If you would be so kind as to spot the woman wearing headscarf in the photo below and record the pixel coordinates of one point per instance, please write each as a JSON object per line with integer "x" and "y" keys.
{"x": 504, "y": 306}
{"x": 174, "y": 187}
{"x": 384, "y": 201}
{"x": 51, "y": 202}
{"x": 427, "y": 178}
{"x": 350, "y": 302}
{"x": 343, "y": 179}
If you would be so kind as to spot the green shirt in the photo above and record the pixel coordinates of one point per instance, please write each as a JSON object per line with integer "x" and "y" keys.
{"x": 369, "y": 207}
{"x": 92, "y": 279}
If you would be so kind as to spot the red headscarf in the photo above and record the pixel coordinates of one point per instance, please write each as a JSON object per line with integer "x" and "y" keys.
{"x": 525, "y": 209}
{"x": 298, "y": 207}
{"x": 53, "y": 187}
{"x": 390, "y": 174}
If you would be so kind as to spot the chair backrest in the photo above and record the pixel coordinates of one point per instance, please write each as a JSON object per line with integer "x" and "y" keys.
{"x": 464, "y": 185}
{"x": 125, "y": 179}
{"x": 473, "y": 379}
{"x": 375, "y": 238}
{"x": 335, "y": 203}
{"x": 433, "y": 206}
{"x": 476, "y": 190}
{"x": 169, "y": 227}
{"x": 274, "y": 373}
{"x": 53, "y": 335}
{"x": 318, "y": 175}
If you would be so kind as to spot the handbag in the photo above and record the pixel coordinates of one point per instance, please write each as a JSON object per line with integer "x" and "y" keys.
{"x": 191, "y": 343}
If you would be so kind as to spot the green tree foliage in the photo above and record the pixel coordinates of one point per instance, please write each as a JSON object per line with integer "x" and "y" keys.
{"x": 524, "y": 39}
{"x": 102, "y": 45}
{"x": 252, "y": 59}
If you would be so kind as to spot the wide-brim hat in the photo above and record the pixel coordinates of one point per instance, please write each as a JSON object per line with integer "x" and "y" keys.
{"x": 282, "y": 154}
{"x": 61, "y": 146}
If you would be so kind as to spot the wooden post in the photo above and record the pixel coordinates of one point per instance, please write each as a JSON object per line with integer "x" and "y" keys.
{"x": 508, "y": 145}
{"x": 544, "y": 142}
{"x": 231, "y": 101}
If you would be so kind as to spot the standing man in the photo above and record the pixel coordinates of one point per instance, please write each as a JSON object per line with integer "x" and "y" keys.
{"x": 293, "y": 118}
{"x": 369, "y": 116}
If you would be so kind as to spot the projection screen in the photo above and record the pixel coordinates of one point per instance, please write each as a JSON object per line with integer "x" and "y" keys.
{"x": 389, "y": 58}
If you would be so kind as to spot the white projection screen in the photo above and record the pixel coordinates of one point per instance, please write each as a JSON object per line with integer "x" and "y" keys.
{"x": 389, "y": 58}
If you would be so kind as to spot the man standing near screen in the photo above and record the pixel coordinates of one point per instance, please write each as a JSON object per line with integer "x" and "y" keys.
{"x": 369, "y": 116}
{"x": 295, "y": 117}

+-------+

# [THE PROBLEM]
Exactly as shown, output all of the material above.

# [SOLUTION]
If you would be so kind as to spot the woman wearing headscarf in the photo below and record the pixel coordinates of one point per instance, please write each as a JSON object per line with integer "x" and "y" keys.
{"x": 504, "y": 306}
{"x": 174, "y": 187}
{"x": 384, "y": 201}
{"x": 51, "y": 202}
{"x": 427, "y": 178}
{"x": 350, "y": 302}
{"x": 343, "y": 179}
If you would be so kind as to spot the green shirt in the photo above and record the pixel coordinates of one point per instance, please write each as a JSON object per line with integer "x" and "y" keys.
{"x": 369, "y": 207}
{"x": 92, "y": 279}
If you would be so kind as to spot the red headscarf in the photo above and record the pixel coordinates of one point per instance, please write each as a JSON object per line with integer "x" and "y" keys.
{"x": 525, "y": 209}
{"x": 298, "y": 207}
{"x": 53, "y": 187}
{"x": 390, "y": 174}
If you would be so kind as to spot the chair backrest in the photo above and record the pixel coordinates of one point per instance, please write each as a JSON object per line with integer "x" and "y" keys.
{"x": 464, "y": 185}
{"x": 125, "y": 179}
{"x": 473, "y": 379}
{"x": 375, "y": 238}
{"x": 335, "y": 203}
{"x": 433, "y": 206}
{"x": 476, "y": 190}
{"x": 169, "y": 227}
{"x": 274, "y": 373}
{"x": 53, "y": 335}
{"x": 318, "y": 175}
If you would be so kind as to spot the handbag in the photo above and record the pixel coordinates of one point per instance, please write each as a JSON object per line with integer "x" and "y" keys.
{"x": 191, "y": 343}
If you would be so kind as to spot the green tree foliage in the photo above and record the pixel coordinates of one point per instance, please write each as a JSON object per line with integer "x" and "y" keys.
{"x": 524, "y": 39}
{"x": 102, "y": 45}
{"x": 252, "y": 59}
If you would be so kind as to spot the wide-brim hat in the photo above and record the pixel coordinates of one point per instance, please write each as a JSON object per line with integer "x" and "y" keys.
{"x": 282, "y": 154}
{"x": 61, "y": 146}
If you would be so kind as to spot the wooden post in the photo above and record the pixel coordinates of one point per instance, please write each as a JSON object per line with integer "x" and "y" keys.
{"x": 508, "y": 145}
{"x": 544, "y": 142}
{"x": 231, "y": 101}
If you would be so kind as to spot the standing man in the photo above and record the pixel coordinates of one point per instance, please write each as a JSON object per line with integer "x" and "y" keys.
{"x": 293, "y": 118}
{"x": 369, "y": 116}
If you would be so kind as to spot the projection screen in the photo above and record the pixel coordinates of one point per instance, please write each as a JSON object per line with integer "x" and "y" keys.
{"x": 389, "y": 58}
If you would be so kind as to spot the white projection screen in the photo above and record the pixel coordinates of one point per instance, please write each as a JSON object per line with integer "x" and "y" keys.
{"x": 389, "y": 58}
If you would be so kind as to spot the man standing near screen in the photo above and record the pixel coordinates of one point per instance, please write each as a JSON object per line with integer "x" and "y" keys.
{"x": 369, "y": 116}
{"x": 295, "y": 117}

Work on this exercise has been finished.